> **Excerpted passage**
>>>
Don't get me wrong--it wasn't terrible by any means, but it just wasn't all that different from any other beef stew. The beef was exceedingly tender and the vegetables had soaked up the true beef flavor after cooking together for such a long period. At the end of the day, I almost wonder if the concoction cooked too long?

If you've had a similar experience or know the secret for a more flavor infusion of Guinness into meat, please write and let me know.

Sunday, January 28, 2007

Guinness Beef Stew

It just feels like a stew kind of a day. A snow flurry filled, bitingly cold Sunday when I'm having trouble getting out of my pajamas and the thought of putting something other than slippers on my feet inspired me to try a new stew recipe. This one comes from my "gourmet" slow cooker recipe book by Lynn Alley, and is for a Guinness (yes, the stout) beef stew. It took a little more prep time than the average "throw it all it and let it sit for 6 hours" typical slow cooker recipe, but I think it'll be worth it. Of course, I'll have to wait 8 hours to report back on how it actually tastes!

3/4 cup all-purpose flour
2 pounds lean beef stew meat, cut into 1-2" cubes
2 Tb vegetable oil
3 large russet potatoes, peeled and cut into large cubes
3-4 carrots, peeled and cut into chunks
2 yellow onions, cut into chunks
2 sprigs fresh thyme
2 cups Guinness stout (equal to bottle of the standard sized bottle available at most supermarkets)
1 tsp salt

1. Place flour in a Ziploc bag. Add the beef to the bag (don't do it all at one), shake it around to coat, and put on a plate
2. Heat the oil in a large skillet over medium-high heat. Cook the meat (you'll likely need to do it in 2 batches) turning occasionally until nicely browned on all sides, about 8 minutes total.
3. Place browned meat on plate lined with paper towels to drain off excess oil.
4. Pour about 1/2 cup of the second bottle of Guinness into the skillet that's still on the heat to deglaze the pan (why risk losing those yummy, crispy beef pieces?)
5. Place all vegetables in slow cooker. Top with beef and whole sprigs of thyme. Top with beer and that delicious deglazed sauce you just made.
6. Cook for 8 hours on low heat, until the meat is very tender. Season with salt to taste and chopped fresh parsley if you like.

Servies 4 to 6.

Saturday, January 20, 2007

New Year's Resolutions

It's that time of year, and true to form Peter and I have resolved to eat healthier and cook meals for ourselves more frequently. To get inspired I did some searching for good recipes and ended up purchasing Bob Greene's newest diet/cookbook called "The Best Life Diet," mostly because the recipes sounded good and not too terribly restrictive. Last Sunday night I made the Roasted Chicken with Citrus. The recipe called for a whole chicken to roast, which was sort of fun but more work than the measly amount of meat it really yielded. But the crumb topping and citrus flavor were delicious. So I'm going to post a variation of the recipe here and ask if one of my readers will try this out using just chicken breasts instead of the whole chicken. Be sure to let me know what you think and how it turns out!

Roasted Chicken with Citrus Bread Crumb Topping
Serves: 4

4 skinless, boneless chicken breasts
3/4 tsp salt
ground pepper
1 orange, zested and cut into 8 wedges (zest reserved)
1 lemon, zested and cut into 8 wedges (zest reserved)
1/4 cup bread crumbs
3 Tb grated or shredded parmesan
6-8 large garlic cloves, minced
2 tsp fresh thyme, chopped
2 Tb olive oil

1. Preheat oven to 425 degrees.
2. Sprinkle chicken with 1/2 tsp salt and pepper. Place in roasting pan and squeeze 4 orange and 4 lemon wedges on top of chicken, then place wedges on and around chicken. Bake for 15 minutes, then reduce heat to 375 and bake for 15 minutes longer.
3. Mix all other ingredients into a paste and set aside.
4. Remove chicken from the oven. Squeeze remaining orange and lemon wedges on top. Coat top of chicken with paste and bake for 30 more minutes, or until chicken is done.
5. Let rest for 5-10 minutes before serving.
<<<
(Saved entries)
>>>
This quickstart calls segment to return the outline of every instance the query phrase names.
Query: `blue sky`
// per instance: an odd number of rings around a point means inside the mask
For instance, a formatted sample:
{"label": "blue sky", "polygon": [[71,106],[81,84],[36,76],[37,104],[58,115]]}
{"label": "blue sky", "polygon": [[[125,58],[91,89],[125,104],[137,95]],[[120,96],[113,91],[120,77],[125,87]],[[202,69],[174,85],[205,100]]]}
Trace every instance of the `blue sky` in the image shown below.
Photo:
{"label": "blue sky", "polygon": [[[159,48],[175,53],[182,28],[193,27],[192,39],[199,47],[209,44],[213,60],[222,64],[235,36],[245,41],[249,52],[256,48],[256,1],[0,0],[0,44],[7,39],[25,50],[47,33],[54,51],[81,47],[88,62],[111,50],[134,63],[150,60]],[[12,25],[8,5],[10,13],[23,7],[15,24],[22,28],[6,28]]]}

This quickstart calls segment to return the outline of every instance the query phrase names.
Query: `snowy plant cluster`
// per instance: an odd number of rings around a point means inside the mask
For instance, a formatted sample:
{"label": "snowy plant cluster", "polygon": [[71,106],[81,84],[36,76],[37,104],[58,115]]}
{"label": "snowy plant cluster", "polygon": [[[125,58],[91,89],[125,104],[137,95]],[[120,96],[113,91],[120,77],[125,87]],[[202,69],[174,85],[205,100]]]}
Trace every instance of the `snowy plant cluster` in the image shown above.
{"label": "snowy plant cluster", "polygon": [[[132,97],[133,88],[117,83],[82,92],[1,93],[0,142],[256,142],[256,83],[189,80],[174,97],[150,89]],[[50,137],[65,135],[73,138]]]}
<<<
Summarize the food blog excerpt in three sentences. The records are separate material and are not connected to the text.

The excerpt opens with the verdict that a beef stew, though its beef was very tender, was not all that different from any other beef stew. A post dated January 28, 2007 gives a slow cooker recipe for Guinness beef stew from a cookbook by Lynn Alley, in which flour-coated, browned beef is cooked with potatoes, carrots, onions, thyme and stout for 8 hours on low. A post dated January 20, 2007 describes a resolution to eat healthier and shares a variation of a citrus roasted chicken recipe from Bob Greene's "The Best Life Diet" that uses chicken breasts instead of a whole chicken, asking readers to try it.